**Work instructions**
Only one stretch of the data below is needed: the line with "In this exercise you will label the standing woman" through the last line. Output it exactly and drop the pictures.

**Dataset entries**
┏━━

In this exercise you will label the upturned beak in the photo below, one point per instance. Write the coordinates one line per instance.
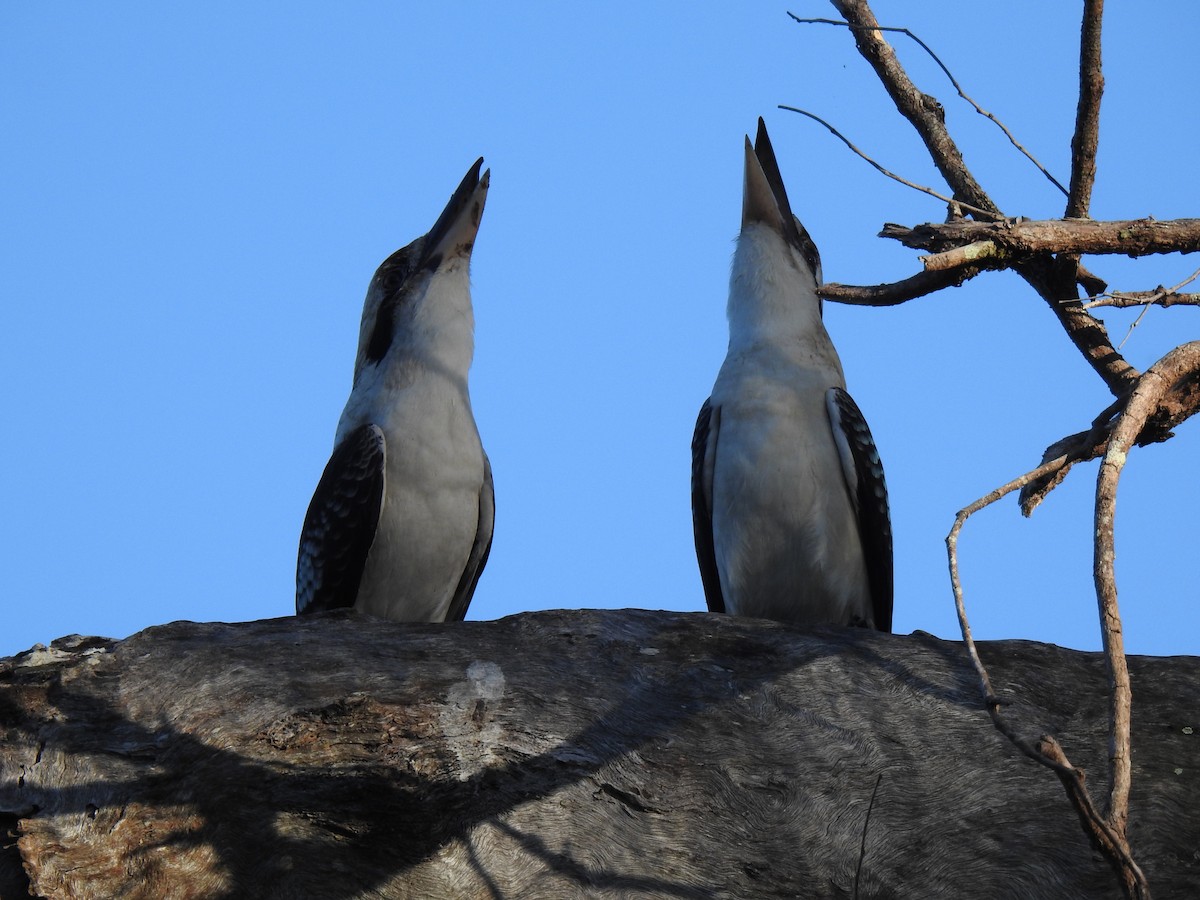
(454, 234)
(763, 197)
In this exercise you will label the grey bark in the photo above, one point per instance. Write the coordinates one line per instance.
(573, 754)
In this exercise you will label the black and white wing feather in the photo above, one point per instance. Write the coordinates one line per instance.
(703, 457)
(479, 550)
(868, 492)
(341, 522)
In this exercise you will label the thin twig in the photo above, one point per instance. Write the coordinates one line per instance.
(1048, 751)
(954, 82)
(925, 114)
(895, 293)
(1125, 299)
(862, 847)
(1153, 300)
(1161, 295)
(891, 174)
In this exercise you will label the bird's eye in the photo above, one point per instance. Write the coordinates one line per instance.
(809, 249)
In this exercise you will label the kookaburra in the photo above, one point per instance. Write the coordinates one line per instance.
(789, 502)
(401, 522)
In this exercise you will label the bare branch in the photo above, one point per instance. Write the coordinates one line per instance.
(1087, 114)
(967, 255)
(954, 82)
(1134, 238)
(1182, 363)
(923, 111)
(1048, 751)
(1053, 281)
(891, 174)
(895, 293)
(1125, 299)
(1159, 297)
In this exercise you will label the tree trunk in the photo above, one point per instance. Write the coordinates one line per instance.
(573, 754)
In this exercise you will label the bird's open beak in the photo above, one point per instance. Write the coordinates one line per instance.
(454, 234)
(763, 197)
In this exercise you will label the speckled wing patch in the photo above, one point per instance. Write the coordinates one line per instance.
(869, 493)
(341, 523)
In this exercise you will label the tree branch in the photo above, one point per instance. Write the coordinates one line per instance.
(954, 82)
(880, 168)
(1087, 113)
(1111, 844)
(1055, 285)
(1133, 238)
(895, 293)
(923, 111)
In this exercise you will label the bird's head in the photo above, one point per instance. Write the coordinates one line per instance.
(767, 215)
(423, 286)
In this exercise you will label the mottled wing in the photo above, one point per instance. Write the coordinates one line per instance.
(869, 493)
(479, 550)
(703, 456)
(341, 523)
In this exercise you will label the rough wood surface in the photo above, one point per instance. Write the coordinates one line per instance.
(571, 754)
(1134, 238)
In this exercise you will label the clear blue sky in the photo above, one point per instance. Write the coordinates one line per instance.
(197, 195)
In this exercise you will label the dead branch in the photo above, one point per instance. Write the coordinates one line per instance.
(895, 293)
(923, 111)
(880, 168)
(1020, 239)
(1054, 283)
(1180, 364)
(1087, 113)
(1158, 297)
(954, 82)
(1047, 751)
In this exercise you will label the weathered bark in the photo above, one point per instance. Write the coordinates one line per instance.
(1134, 238)
(573, 754)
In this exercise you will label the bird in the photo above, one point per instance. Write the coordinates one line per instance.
(400, 526)
(790, 508)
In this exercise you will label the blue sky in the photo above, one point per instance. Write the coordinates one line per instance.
(196, 197)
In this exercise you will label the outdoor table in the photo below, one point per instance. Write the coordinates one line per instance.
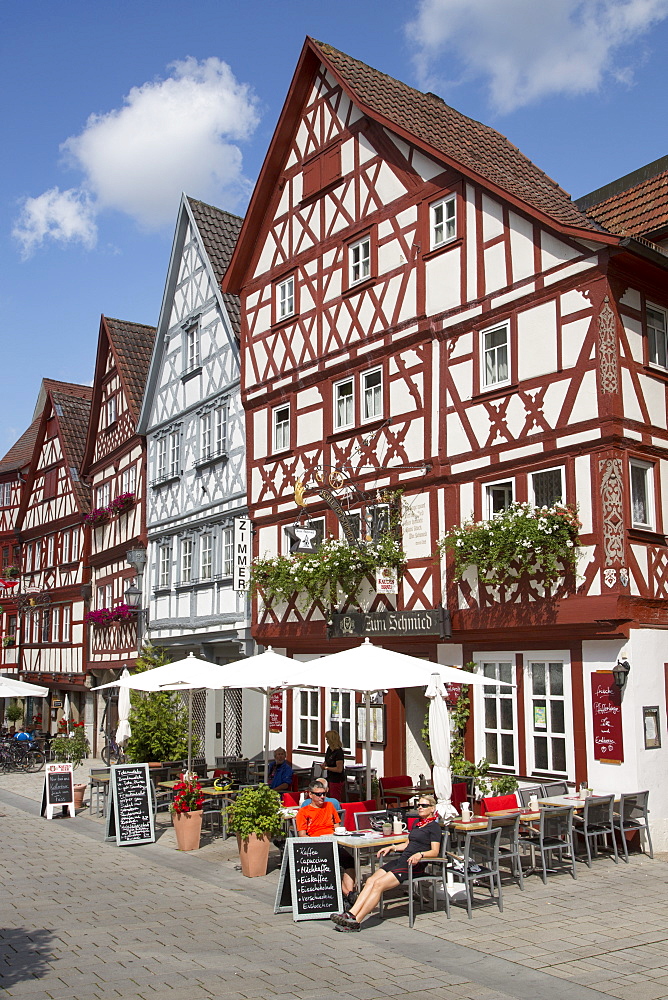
(358, 844)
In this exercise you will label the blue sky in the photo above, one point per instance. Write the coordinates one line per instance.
(109, 110)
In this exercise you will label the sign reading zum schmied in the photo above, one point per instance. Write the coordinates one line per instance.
(391, 623)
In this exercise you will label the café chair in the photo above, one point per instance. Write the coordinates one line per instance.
(509, 845)
(553, 834)
(526, 793)
(552, 788)
(632, 816)
(597, 821)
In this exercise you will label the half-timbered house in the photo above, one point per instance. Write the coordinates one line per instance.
(193, 422)
(424, 310)
(114, 467)
(54, 503)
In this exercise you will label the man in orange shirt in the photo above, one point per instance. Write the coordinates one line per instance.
(318, 819)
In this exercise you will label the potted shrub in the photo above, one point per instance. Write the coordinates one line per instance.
(255, 816)
(186, 810)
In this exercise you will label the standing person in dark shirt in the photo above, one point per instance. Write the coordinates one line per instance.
(423, 842)
(334, 763)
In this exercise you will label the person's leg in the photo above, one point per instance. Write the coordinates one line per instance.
(374, 887)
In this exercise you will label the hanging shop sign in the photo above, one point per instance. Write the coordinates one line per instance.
(391, 623)
(242, 553)
(606, 703)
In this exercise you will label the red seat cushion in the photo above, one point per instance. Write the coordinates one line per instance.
(499, 802)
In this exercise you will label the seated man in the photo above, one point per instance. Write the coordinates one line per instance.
(318, 819)
(280, 772)
(324, 784)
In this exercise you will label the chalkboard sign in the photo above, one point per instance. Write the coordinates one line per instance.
(58, 789)
(130, 807)
(313, 888)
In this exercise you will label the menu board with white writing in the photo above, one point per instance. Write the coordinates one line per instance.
(131, 809)
(606, 700)
(314, 879)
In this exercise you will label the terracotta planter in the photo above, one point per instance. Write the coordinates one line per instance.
(79, 792)
(254, 854)
(188, 827)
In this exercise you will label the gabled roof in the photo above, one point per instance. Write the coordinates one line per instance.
(219, 231)
(132, 345)
(633, 205)
(424, 120)
(21, 452)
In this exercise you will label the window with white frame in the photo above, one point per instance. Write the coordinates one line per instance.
(372, 394)
(205, 431)
(175, 453)
(206, 557)
(548, 715)
(498, 716)
(165, 566)
(341, 705)
(191, 348)
(547, 487)
(499, 497)
(495, 352)
(112, 410)
(161, 458)
(309, 718)
(186, 560)
(360, 260)
(344, 404)
(129, 479)
(657, 334)
(67, 623)
(285, 298)
(642, 506)
(220, 428)
(443, 221)
(103, 495)
(281, 435)
(228, 551)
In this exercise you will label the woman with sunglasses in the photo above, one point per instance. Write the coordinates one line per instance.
(423, 842)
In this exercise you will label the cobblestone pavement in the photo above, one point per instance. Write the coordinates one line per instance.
(83, 919)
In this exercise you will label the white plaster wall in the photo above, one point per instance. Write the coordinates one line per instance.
(642, 769)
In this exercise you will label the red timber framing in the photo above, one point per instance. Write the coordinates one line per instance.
(114, 465)
(412, 254)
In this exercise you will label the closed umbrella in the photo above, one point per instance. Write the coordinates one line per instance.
(124, 732)
(439, 741)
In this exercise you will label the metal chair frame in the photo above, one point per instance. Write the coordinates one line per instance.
(632, 808)
(555, 833)
(600, 824)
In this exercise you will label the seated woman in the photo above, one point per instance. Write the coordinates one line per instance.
(422, 843)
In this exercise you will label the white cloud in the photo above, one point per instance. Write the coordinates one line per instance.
(171, 135)
(529, 49)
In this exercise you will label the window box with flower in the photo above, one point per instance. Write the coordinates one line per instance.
(541, 542)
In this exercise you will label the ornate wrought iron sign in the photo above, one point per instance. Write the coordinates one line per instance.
(391, 623)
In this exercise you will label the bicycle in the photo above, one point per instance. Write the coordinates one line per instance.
(113, 753)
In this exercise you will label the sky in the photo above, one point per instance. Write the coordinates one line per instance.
(108, 110)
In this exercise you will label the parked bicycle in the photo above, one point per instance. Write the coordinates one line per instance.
(113, 753)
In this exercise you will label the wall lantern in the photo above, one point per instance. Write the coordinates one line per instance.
(620, 672)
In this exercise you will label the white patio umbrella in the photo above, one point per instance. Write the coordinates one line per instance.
(265, 672)
(370, 668)
(439, 741)
(10, 688)
(123, 730)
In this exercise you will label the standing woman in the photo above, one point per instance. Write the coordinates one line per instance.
(423, 843)
(334, 763)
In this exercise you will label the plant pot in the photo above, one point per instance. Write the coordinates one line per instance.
(79, 792)
(188, 827)
(254, 855)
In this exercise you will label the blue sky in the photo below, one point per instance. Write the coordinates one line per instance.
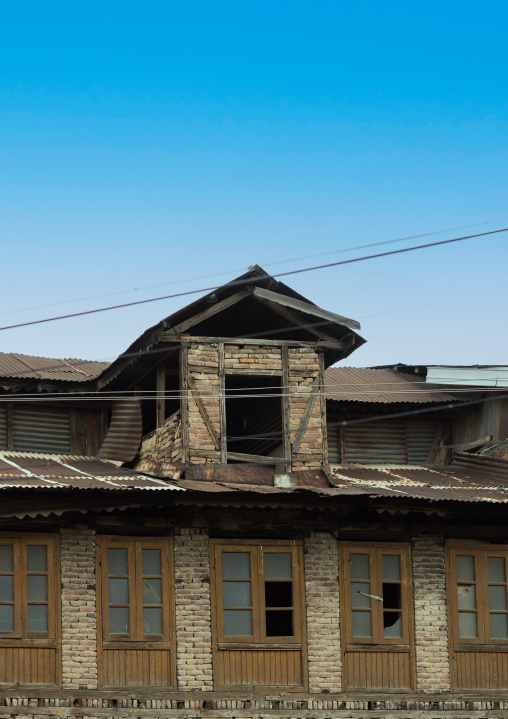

┗━━

**Written answer**
In this exercise you will label the standing woman in the photo above, one point per instance. Write the coordinates one line per instance.
(423, 843)
(334, 763)
In this exercise you will label the plant pot in the photo above, one point per instance. Write the coordinates one line per instance.
(79, 792)
(188, 827)
(254, 855)
In this exercise you will label the blue sky in the photo below, one point per instance. Write the coordinates one line per instance.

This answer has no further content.